◆ **The task**
Without including any pictures, copy every line below exactly.

◆ **Supplied material**

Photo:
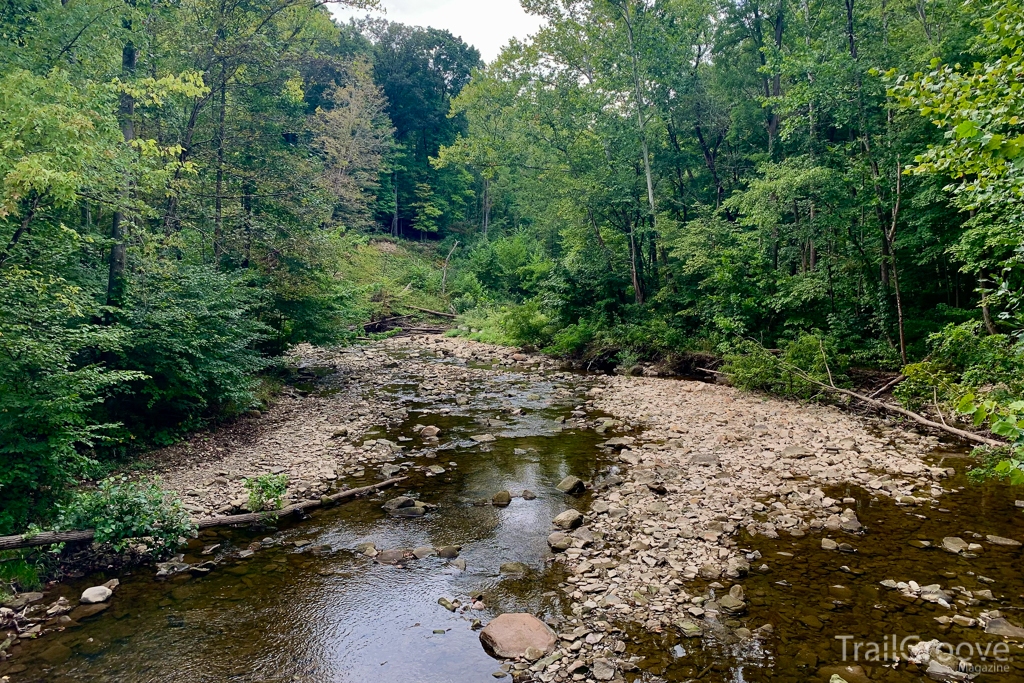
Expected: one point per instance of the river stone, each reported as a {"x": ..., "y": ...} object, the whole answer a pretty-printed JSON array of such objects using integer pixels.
[
  {"x": 568, "y": 520},
  {"x": 95, "y": 595},
  {"x": 731, "y": 605},
  {"x": 849, "y": 673},
  {"x": 572, "y": 485},
  {"x": 1000, "y": 541},
  {"x": 391, "y": 556},
  {"x": 396, "y": 503},
  {"x": 603, "y": 670},
  {"x": 953, "y": 545},
  {"x": 1000, "y": 627},
  {"x": 508, "y": 636},
  {"x": 559, "y": 542}
]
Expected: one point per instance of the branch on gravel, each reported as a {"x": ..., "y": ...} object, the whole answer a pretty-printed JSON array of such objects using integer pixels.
[
  {"x": 50, "y": 538},
  {"x": 920, "y": 419}
]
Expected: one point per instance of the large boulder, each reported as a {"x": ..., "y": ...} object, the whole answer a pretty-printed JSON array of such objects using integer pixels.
[
  {"x": 95, "y": 595},
  {"x": 508, "y": 636}
]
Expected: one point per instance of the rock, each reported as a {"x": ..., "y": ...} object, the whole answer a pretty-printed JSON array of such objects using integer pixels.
[
  {"x": 392, "y": 556},
  {"x": 509, "y": 636},
  {"x": 603, "y": 670},
  {"x": 559, "y": 542},
  {"x": 797, "y": 452},
  {"x": 569, "y": 519},
  {"x": 709, "y": 459},
  {"x": 95, "y": 595},
  {"x": 572, "y": 485},
  {"x": 731, "y": 605},
  {"x": 1000, "y": 627},
  {"x": 1000, "y": 541},
  {"x": 690, "y": 629},
  {"x": 398, "y": 503},
  {"x": 954, "y": 545},
  {"x": 849, "y": 673}
]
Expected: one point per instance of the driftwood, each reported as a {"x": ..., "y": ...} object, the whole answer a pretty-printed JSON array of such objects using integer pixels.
[
  {"x": 888, "y": 408},
  {"x": 50, "y": 538},
  {"x": 432, "y": 312}
]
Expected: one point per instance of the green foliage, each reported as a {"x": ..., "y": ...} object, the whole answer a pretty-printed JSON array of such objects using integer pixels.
[
  {"x": 266, "y": 492},
  {"x": 750, "y": 366},
  {"x": 123, "y": 512}
]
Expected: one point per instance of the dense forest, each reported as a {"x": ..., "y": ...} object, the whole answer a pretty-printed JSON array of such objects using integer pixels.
[{"x": 185, "y": 187}]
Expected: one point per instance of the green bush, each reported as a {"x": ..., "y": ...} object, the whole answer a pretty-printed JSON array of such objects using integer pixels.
[
  {"x": 266, "y": 492},
  {"x": 122, "y": 512},
  {"x": 750, "y": 366},
  {"x": 195, "y": 335},
  {"x": 49, "y": 391}
]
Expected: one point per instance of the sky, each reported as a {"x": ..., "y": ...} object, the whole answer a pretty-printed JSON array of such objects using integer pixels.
[{"x": 487, "y": 25}]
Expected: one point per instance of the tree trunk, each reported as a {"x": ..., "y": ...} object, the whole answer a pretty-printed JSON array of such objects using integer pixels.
[
  {"x": 218, "y": 221},
  {"x": 115, "y": 281}
]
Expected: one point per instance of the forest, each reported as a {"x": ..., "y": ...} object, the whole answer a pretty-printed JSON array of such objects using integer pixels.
[{"x": 189, "y": 189}]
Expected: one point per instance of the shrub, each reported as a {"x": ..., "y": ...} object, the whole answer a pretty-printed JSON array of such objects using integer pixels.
[
  {"x": 750, "y": 366},
  {"x": 122, "y": 511},
  {"x": 266, "y": 492}
]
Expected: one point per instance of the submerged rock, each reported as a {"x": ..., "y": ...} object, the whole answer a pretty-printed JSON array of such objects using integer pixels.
[
  {"x": 509, "y": 636},
  {"x": 572, "y": 485}
]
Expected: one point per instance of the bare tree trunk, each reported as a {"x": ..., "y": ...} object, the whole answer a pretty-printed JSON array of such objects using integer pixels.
[
  {"x": 115, "y": 281},
  {"x": 218, "y": 222}
]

◆ **Response**
Photo:
Expected: one point per instance of the river stone, each reported as a {"x": ..., "y": ...} object, the whole answer a pretty-printed JSON array of such objects using integer pixels.
[
  {"x": 568, "y": 520},
  {"x": 95, "y": 595},
  {"x": 731, "y": 605},
  {"x": 849, "y": 673},
  {"x": 572, "y": 485},
  {"x": 1000, "y": 541},
  {"x": 391, "y": 556},
  {"x": 396, "y": 503},
  {"x": 603, "y": 670},
  {"x": 953, "y": 545},
  {"x": 1000, "y": 627},
  {"x": 508, "y": 636},
  {"x": 559, "y": 542}
]
Expected: one point per instance of the branch on gravel, each reported as a {"x": ..., "y": ...} object, the whole answer a pretty-printed JSON array of such objects using integer pixels.
[
  {"x": 50, "y": 538},
  {"x": 920, "y": 419}
]
Expected: one point per instance of the large boulder, each reported as a {"x": ..., "y": ...} object, the whole answer a pretty-printed JSON array of such objects using integer pixels.
[
  {"x": 95, "y": 595},
  {"x": 508, "y": 636}
]
Expected: one point per instance of the rock, each reported as a {"x": ..., "y": ...} object, the whole answer a pretty-printed JSON array of such objects using integer pixels.
[
  {"x": 392, "y": 556},
  {"x": 509, "y": 636},
  {"x": 603, "y": 670},
  {"x": 559, "y": 542},
  {"x": 797, "y": 452},
  {"x": 569, "y": 519},
  {"x": 709, "y": 459},
  {"x": 95, "y": 595},
  {"x": 572, "y": 485},
  {"x": 731, "y": 605},
  {"x": 1000, "y": 627},
  {"x": 1000, "y": 541},
  {"x": 690, "y": 629},
  {"x": 398, "y": 503},
  {"x": 954, "y": 545},
  {"x": 849, "y": 673}
]
Expected: one point per instance of the driftwood, each reported as a {"x": ..., "y": ...} object, the whole answer a pretty-printed JSON array of such objects using integer pixels.
[
  {"x": 888, "y": 408},
  {"x": 50, "y": 538},
  {"x": 432, "y": 312}
]
Expected: one point per instance of the green foliage, each reported as a {"x": ..., "y": ...} object, the whole answer a pretty-printed JSON array of such objects using integer pixels.
[
  {"x": 266, "y": 492},
  {"x": 750, "y": 366},
  {"x": 123, "y": 512}
]
Expected: one point per instance of the dense forest, each reported as a {"x": ..., "y": ...} object, the whole answer a pretty-printed JSON array of such objects using integer pixels.
[{"x": 185, "y": 187}]
Expected: one point per instance of the green bush, each reported as a {"x": ..., "y": ...} object, the whole answer a pretty-printed JSON array of such objects using integer pixels.
[
  {"x": 266, "y": 492},
  {"x": 122, "y": 512},
  {"x": 750, "y": 366},
  {"x": 195, "y": 335},
  {"x": 49, "y": 391}
]
Expected: one point per instance of the sky, each reported as a {"x": ..., "y": ...} object, the whole answer a pretty-printed JSON array of such objects using integer pixels.
[{"x": 487, "y": 25}]
Expected: one point per instance of the tree trunk, each reported as a {"x": ..., "y": ...} object, the whole answer a pretty-printed JSON array of such objects using integer pixels.
[
  {"x": 218, "y": 221},
  {"x": 115, "y": 281}
]
Expected: one point per instance of the forest, each reported as a {"x": ..., "y": ...} object, the whole answer a pretty-printed JSON array of such objects using integer pixels.
[{"x": 189, "y": 189}]
Expected: one point per instance of the shrub, each reported as a {"x": ..., "y": ...} object, the whole answer a pretty-printed JSON array of such objects using integer pixels.
[
  {"x": 750, "y": 366},
  {"x": 122, "y": 511},
  {"x": 266, "y": 492}
]
Expected: one point per instance of the submerged rock, each reported as a {"x": ..., "y": ...} object, the whole answer a pretty-printed JSON array of such objects using integer pixels.
[
  {"x": 509, "y": 636},
  {"x": 572, "y": 485}
]
Expected: one point per instance of the bare tree trunk, each reported as a {"x": ..., "y": ...} object, the whole answer a pretty-printed JSON array of such objects using integer pixels.
[
  {"x": 115, "y": 281},
  {"x": 218, "y": 222}
]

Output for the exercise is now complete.